Conjunto de tareas
**1)** Cita sin cambios el pasaje del texto propuesto que arranca en las palabras "De niña se paseaba" y termina tras "pistas del Pabellón.".
**2)** Según el texto propuesto, ¿qué mote le pusieron de pequeña por gatear al estilo militar?

Texto propuesto
<<<<

Las instrucciones de mi padre eran precisas: ‘Si os perdéis, vais a la caja y decís vuestro nombre’. Camino de Vigo, los cinco le escuchábamos aburridos desde los asientos de atrás, cansados de las tácticas de familia numerosa. Rara era la visita al Corte Inglés en la que no desaparecía alguno de mis cuatro hermanos. Curtidos en sustos, mis padres no perdían la calma y se limitaban a recogerlo al acabar las compras. De regreso al parking, entre bolsas y paquetes, nos contaban de nuevo, asegurándose de que montábamos todos en el Renault 18. En verano, ocurría lo mismo en el camping. ‘Una niña con bañador de estrellas y fanequeras rosa, que responde al nombre de Sonia espera en recepción’, se escuchaba por megafonía. Mi padre soltaba el periódico, levantaba la vista al cielo y me miraba. Como hijo mayor, me tocaba pasar a reclamar a mi hermana Sonia, la más aficionada a alejarse de la caravana para perderse entre pinos y tiendas de campaña.
Valiente, en una familia de miedosos. Emprendedora, en una familia a plazo fijo. Práctica, en una familia de dispersos. De pequeña gateaba por el pasillo de casa, arrastrando su panza sobre la moqueta, el estilo militar le valió el mote de Tanqueta, del que logró desprenderse con los años y las dietas. Atrevida e inconsciente a partes iguales fue la primera en aprender a tirarse de cabeza a la piscina, a montar en bicicleta sin ruedines y la única de la familia capaz de cambiar una rueda del coche sin ayuda y de entender todo lo que te piden que hagas cuando pasas la ITV.
De niña se paseaba con la falda plisada y el jersey azul marino de las franciscanas y esas gafas redondas sobre la punta de una nariz diminuta, siempre a punto de escurrirse. En cuanto se liberó de las monjas respiró aliviada y aprendió a colarse entre las rendijas de libertad que daba el instituto, tomándose con relax la obligación de ir a clase. Los gemelos recuerdan como se presentaba voluntaria para recogerlos a la salida del colegio, consiguiendo una coartada para darse el lote con algún noviete, mientras dejaba a los enanos en las pistas del Pabellón.

>>>>

Datos del ejercicio
<<<<

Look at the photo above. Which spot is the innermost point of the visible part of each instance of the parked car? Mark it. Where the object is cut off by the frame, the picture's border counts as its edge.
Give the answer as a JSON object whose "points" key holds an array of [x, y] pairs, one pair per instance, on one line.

>>>>

Respuestas escritas
**1)**
De niña se paseaba con la falda plisada y el jersey azul marino de las franciscanas y esas gafas redondas sobre la punta de una nariz diminuta, siempre a punto de escurrirse. En cuanto se liberó de las monjas respiró aliviada y aprendió a colarse entre las rendijas de libertad que daba el instituto, tomándose con relax la obligación de ir a clase. Los gemelos recuerdan como se presentaba voluntaria para recogerlos a la salida del colegio, consiguiendo una coartada para darse el lote con algún noviete, mientras dejaba a los enanos en las pistas del Pabellón.

**2)** Tanqueta.